Task prompt ::
In the records below, rename "glass panel" to "window pane" in everything from the line containing "Place one keypoint on each instance of the glass" down to the line containing "Target: glass panel", and reproduce only those lines with every other part left as it is.

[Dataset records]
────────────────────
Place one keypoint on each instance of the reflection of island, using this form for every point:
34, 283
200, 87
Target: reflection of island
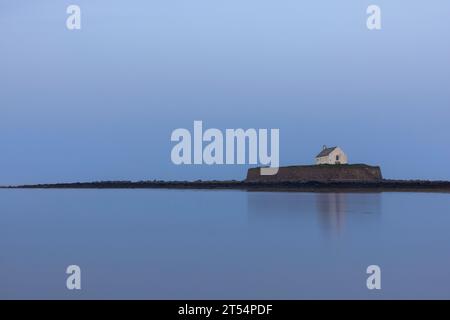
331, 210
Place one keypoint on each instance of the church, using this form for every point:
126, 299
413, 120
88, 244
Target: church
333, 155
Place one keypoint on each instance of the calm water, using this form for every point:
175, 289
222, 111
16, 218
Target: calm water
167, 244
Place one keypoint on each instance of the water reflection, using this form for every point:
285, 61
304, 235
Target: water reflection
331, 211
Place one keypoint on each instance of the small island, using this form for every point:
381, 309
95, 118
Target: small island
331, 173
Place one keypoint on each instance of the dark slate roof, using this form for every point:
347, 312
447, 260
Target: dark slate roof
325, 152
────────────────────
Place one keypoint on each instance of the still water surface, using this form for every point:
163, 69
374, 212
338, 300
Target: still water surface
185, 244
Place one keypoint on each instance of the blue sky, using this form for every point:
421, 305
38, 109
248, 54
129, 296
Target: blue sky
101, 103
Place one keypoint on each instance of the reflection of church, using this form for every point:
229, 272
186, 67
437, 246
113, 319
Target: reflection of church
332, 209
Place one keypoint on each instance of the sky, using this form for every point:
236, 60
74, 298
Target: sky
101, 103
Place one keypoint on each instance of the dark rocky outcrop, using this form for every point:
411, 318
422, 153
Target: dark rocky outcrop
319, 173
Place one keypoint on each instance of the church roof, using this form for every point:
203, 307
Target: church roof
────────────────────
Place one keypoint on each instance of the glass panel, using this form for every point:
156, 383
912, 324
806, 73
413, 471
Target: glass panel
────────────────────
Reply ::
Place one keypoint on each instance of the window pane, using this form for every point:
156, 383
912, 324
806, 73
413, 471
Target: window pane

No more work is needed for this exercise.